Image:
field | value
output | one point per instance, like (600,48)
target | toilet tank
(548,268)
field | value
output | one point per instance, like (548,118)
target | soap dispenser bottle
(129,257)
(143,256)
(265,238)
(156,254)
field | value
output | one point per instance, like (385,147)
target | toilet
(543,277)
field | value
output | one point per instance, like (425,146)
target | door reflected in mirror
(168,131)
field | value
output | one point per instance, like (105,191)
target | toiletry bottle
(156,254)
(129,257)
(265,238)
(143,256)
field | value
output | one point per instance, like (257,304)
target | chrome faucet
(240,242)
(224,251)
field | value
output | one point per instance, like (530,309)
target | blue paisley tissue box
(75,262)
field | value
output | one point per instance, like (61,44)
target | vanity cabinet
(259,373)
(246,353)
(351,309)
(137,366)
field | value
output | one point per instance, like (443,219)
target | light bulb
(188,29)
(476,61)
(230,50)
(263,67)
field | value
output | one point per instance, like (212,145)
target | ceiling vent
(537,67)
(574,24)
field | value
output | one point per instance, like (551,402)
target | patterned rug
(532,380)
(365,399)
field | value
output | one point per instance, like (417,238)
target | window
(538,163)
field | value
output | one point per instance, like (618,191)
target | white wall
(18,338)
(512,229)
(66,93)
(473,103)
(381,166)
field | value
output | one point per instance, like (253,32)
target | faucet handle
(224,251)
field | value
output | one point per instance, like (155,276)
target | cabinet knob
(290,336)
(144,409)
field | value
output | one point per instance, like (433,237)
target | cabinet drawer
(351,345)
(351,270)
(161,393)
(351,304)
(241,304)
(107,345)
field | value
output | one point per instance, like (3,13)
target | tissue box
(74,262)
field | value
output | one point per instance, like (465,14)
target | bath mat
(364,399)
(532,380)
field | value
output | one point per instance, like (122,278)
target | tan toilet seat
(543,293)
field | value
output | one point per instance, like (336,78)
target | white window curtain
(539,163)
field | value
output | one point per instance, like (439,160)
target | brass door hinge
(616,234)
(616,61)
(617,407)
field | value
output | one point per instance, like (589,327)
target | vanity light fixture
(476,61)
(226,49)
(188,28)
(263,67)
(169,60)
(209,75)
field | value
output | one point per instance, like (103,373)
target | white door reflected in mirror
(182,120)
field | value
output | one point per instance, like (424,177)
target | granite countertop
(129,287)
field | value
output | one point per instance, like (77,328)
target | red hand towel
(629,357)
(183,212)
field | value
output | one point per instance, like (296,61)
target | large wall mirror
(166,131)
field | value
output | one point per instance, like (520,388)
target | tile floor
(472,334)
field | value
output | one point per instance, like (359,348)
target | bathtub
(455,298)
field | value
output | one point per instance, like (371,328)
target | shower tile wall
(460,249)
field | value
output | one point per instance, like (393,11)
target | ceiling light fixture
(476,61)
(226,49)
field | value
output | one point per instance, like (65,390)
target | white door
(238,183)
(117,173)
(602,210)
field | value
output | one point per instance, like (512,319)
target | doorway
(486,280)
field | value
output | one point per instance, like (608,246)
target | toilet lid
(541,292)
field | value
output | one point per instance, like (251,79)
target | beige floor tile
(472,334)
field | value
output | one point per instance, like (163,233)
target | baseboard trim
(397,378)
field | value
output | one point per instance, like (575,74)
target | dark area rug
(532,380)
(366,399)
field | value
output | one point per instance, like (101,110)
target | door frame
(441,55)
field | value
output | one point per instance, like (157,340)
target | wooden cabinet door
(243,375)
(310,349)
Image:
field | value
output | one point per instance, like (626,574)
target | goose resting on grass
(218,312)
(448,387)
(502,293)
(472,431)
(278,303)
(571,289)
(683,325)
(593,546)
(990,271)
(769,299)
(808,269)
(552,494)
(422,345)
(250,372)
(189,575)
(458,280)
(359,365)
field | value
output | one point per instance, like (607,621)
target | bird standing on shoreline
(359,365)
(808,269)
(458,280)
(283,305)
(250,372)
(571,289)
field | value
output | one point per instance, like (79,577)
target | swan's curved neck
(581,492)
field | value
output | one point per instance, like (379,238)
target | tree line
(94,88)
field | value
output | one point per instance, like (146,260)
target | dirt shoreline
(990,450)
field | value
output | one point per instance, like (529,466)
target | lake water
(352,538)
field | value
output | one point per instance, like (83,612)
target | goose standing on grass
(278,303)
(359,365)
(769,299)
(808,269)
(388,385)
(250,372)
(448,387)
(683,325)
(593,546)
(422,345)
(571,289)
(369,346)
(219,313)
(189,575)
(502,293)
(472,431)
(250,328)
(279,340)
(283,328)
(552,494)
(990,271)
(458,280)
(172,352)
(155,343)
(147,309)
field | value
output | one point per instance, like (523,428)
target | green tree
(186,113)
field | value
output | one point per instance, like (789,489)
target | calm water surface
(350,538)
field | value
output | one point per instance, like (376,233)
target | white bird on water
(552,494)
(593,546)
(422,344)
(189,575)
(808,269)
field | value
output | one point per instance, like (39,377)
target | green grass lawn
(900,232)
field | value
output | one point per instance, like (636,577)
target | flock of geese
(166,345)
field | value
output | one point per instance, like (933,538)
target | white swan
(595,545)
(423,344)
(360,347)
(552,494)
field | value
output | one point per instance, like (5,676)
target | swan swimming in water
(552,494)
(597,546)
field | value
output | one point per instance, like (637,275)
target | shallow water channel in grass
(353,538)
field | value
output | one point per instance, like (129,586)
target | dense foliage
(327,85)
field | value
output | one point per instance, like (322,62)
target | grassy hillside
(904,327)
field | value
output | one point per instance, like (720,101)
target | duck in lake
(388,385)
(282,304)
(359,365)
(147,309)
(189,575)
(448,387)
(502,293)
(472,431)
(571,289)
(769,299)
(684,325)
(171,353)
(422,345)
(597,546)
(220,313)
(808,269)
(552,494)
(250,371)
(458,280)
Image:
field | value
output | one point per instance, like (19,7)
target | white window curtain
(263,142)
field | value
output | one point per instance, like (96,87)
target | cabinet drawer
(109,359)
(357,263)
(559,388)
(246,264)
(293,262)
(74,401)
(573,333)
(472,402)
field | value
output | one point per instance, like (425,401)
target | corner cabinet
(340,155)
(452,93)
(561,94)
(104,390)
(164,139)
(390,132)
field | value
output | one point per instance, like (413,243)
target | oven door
++++++++++++++++++++
Problem:
Every record should be given again exactly.

Right answer:
Image:
field | value
output | one point per instance, like (600,48)
target | toilet tank
(548,268)
field | value
output | one point per instance, like (548,118)
target | soap dispenser bottle
(129,257)
(143,256)
(265,238)
(156,254)
field | value
output | one point per instance, like (385,147)
target | toilet
(543,277)
field | value
output | one point per instance, like (425,146)
target | door reflected in mirror
(168,131)
field | value
output | one point per instance, like (105,191)
target | toiletry bottle
(156,254)
(129,257)
(265,238)
(143,256)
field | value
output | one point per instance, like (257,304)
target | chrome faucet
(240,242)
(224,251)
field | value
output | one point per instance, like (530,309)
target | blue paisley tissue box
(75,262)
field | value
output | one point per instance, like (61,44)
target | vanity cabinet
(259,373)
(246,353)
(351,309)
(137,366)
field | value
output | one point per instance, like (443,219)
target | light bulb
(188,29)
(476,61)
(230,50)
(263,67)
field | value
output | one point per instance, like (212,145)
target | ceiling vent
(537,67)
(574,24)
field | value
output | one point per instance, like (551,402)
target | patterned rug
(532,380)
(365,399)
field | value
output | one point per instance, like (417,238)
target | window
(538,163)
field | value
output | one point per instance, like (618,191)
target | white wall
(18,338)
(512,229)
(66,93)
(473,103)
(381,166)
field | value
output | one point per instance, like (253,32)
target | faucet handle
(224,251)
field | value
output | one point per instance, like (155,276)
target | cabinet knob
(290,336)
(144,409)
field | value
output | one point per instance, like (433,237)
target | cabinet drawer
(351,345)
(351,270)
(161,393)
(351,304)
(241,304)
(107,345)
field | value
output | one point per instance, like (3,13)
target | tissue box
(74,262)
field | value
output | one point per instance, like (465,14)
target | bath mat
(364,399)
(532,380)
field | value
output | one point per instance, like (122,278)
target | tan toilet seat
(543,293)
field | value
output | one point per instance, like (336,78)
target | white window curtain
(539,163)
field | value
output | one point per instance, like (439,160)
target | brass door hinge
(616,234)
(616,61)
(617,407)
field | value
output | one point per instance, like (589,327)
target | vanity light fixture
(476,61)
(226,49)
(188,28)
(263,67)
(169,60)
(209,75)
field | value
output | one point per instance, like (103,373)
target | white door reflected in mirror
(182,120)
field | value
output | one point per instance, like (424,177)
target | granite countertop
(129,287)
field | value
output | one point per instance, like (77,328)
target | red hand towel
(629,357)
(183,212)
field | value
output | one point per instance, like (296,61)
target | large wall mirror
(166,131)
field | value
output | one point per instance, like (520,388)
target | tile floor
(472,334)
field | value
output | one point per instance, like (359,348)
target | bathtub
(455,298)
field | value
output | one point per instance, like (371,328)
target | shower tile wall
(460,249)
field | value
output | one point per instance, like (393,11)
target | ceiling light fixture
(476,61)
(226,49)
field | value
output | one point per instance, like (65,390)
target | white door
(238,183)
(117,173)
(602,210)
field | value
output | one point per instance, like (512,319)
target | doorway
(486,280)
field | value
output | one point per instance, like (608,246)
target | toilet lid
(541,292)
field | value
output | one point per instance, like (251,79)
target | beige floor tile
(472,334)
field | value
output | one point per instance, like (163,233)
target | baseboard trim
(397,378)
field | value
output | one point per instance, like (575,74)
target | dark area rug
(532,380)
(366,399)
field | value
output | one point per instance, like (101,110)
target | door frame
(441,55)
field | value
output | one point per instance, like (157,340)
target | wooden cabinet door
(243,375)
(310,349)
Image:
field | value
output | one point per instance, like (626,574)
target | goose resting on grass
(218,312)
(448,387)
(502,293)
(472,431)
(278,303)
(571,289)
(683,325)
(593,546)
(990,271)
(769,299)
(808,269)
(552,494)
(422,345)
(250,372)
(189,575)
(458,280)
(359,365)
field | value
output | one point per instance, like (607,621)
target | bird standing on shoreline
(359,365)
(808,269)
(458,280)
(283,305)
(250,372)
(571,289)
field | value
output | one point per instance, like (79,577)
target | swan's curved neck
(581,492)
field | value
output | one point per instance, like (379,238)
target | tree line
(94,88)
field | value
output | one point per instance, like (146,260)
target | dirt shoreline
(990,450)
field | value
output | one point per instance, like (529,466)
target | lake water
(352,538)
field | value
output | one point per instance, like (83,612)
target | goose standing on grass
(278,303)
(359,365)
(769,299)
(808,269)
(388,385)
(250,372)
(448,387)
(683,325)
(593,546)
(422,345)
(571,289)
(369,346)
(219,313)
(189,575)
(502,293)
(472,431)
(250,328)
(279,340)
(283,328)
(552,494)
(990,271)
(458,280)
(172,352)
(155,343)
(147,309)
field | value
output | one point per instance, like (523,428)
target | green tree
(186,113)
field | value
output | one point per instance, like (789,489)
target | calm water surface
(350,538)
field | value
output | one point per instance, like (376,233)
target | white bird on water
(552,494)
(593,546)
(422,344)
(189,575)
(808,269)
field | value
output | one point per instance, like (39,377)
target | green grass lawn
(900,232)
field | value
output | one point per instance, like (636,577)
target | flock of geese
(166,345)
field | value
output | one point per instance, like (933,538)
target | white swan
(595,545)
(423,344)
(360,347)
(552,494)
field | value
output | one point per instance, like (5,676)
target | swan swimming in water
(552,494)
(597,546)
field | value
output | one point per instance, like (637,275)
target | shallow water channel in grass
(353,538)
field | value
output | one point per instance, like (129,586)
target | dense foliage
(327,85)
field | value
output | one point per instance, like (322,62)
target | grassy hillside
(904,327)
field | value
output | one point per instance, like (720,101)
target | duck in lake
(388,385)
(282,304)
(359,365)
(147,309)
(189,575)
(448,387)
(502,293)
(472,431)
(571,289)
(769,299)
(684,325)
(171,353)
(422,345)
(597,546)
(220,313)
(808,269)
(552,494)
(250,371)
(458,280)
Image:
field | value
output | one point per instance, like (19,7)
target | white window curtain
(263,142)
field | value
output | one point per instance, like (96,87)
target | cabinet drawer
(109,359)
(357,263)
(559,388)
(246,264)
(293,262)
(74,401)
(573,333)
(472,402)
field | value
output | one point per instance, like (425,401)
target | corner cabinet
(340,155)
(452,93)
(561,94)
(104,390)
(164,139)
(390,132)
field | value
output | one point per instance, like (413,243)
target | oven door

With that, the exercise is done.